O tempo e a economia V

 

O valor do amanhã

 

“O tempo é um ativo escasso

que tem usos alternativos”.

Eduardo Giannetti

 

Em agosto de 2003, durante o almoço que se seguiu à palestra do Prof. John Williamson, considerado o pai do Consenso de Washington, na abertura da Semana da Economia da FAAP, ouvi, em primeira mão, do Prof. Eduardo Giannetti, que ele se encontrava em fase de pesquisas com o objetivo de escrever um livro sobre ética e juros. O assunto “taxa de juros” já se constituía, naquela época, num dos principais focos do noticiário econômico veiculado pelos diferentes segmentos da mídia. A expectativa em torno das reuniões do COPOM (Conselho de Política Econômica), encarregado de definir a taxa básica de juros da economia, criava – e continua criando – um clima de quase paranóia, o que levou o economista Paulo Rabello de Castro a cunhar a expressão “tensão pré-COPOM”, numa analogia com a famosa TPM feminina.

• [Requisitos] Transcreva do texto sobre o tempo e a economia a passagem entre "Em agosto de" e "famosa TPM feminina.", inclusive.

• [Entradas extraídas]
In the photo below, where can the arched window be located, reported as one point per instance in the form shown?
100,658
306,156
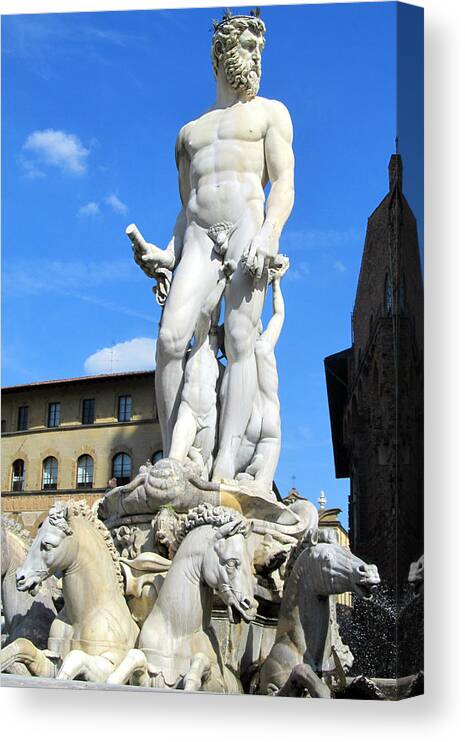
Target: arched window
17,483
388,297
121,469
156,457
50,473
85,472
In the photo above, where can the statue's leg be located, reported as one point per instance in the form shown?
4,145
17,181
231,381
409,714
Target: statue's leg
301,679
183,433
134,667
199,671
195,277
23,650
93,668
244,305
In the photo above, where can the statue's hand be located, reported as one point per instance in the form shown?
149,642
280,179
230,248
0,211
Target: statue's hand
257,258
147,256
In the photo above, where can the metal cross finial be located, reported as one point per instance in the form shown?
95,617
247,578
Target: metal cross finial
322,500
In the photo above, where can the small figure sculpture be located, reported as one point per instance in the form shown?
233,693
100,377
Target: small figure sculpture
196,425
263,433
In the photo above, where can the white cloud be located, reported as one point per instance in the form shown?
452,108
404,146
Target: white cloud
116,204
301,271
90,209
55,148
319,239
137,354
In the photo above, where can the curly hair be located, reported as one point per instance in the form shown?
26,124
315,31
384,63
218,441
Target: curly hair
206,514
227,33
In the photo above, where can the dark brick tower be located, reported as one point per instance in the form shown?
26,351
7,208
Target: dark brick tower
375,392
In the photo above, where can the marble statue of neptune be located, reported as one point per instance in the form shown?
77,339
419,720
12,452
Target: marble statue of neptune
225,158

==

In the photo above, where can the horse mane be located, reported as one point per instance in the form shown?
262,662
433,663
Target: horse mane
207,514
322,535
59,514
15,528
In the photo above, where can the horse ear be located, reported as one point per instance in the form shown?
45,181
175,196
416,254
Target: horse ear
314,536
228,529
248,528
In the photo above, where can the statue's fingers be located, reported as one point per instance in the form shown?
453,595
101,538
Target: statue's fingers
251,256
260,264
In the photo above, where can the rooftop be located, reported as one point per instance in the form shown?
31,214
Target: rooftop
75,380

• [Resposta correta]
Em agosto de 2003, durante o almoço que se seguiu à palestra do Prof. John Williamson, considerado o pai do Consenso de Washington, na abertura da Semana da Economia da FAAP, ouvi, em primeira mão, do Prof. Eduardo Giannetti, que ele se encontrava em fase de pesquisas com o objetivo de escrever um livro sobre ética e juros. O assunto “taxa de juros” já se constituía, naquela época, num dos principais focos do noticiário econômico veiculado pelos diferentes segmentos da mídia. A expectativa em torno das reuniões do COPOM (Conselho de Política Econômica), encarregado de definir a taxa básica de juros da economia, criava – e continua criando – um clima de quase paranóia, o que levou o economista Paulo Rabello de Castro a cunhar a expressão “tensão pré-COPOM”, numa analogia com a famosa TPM feminina.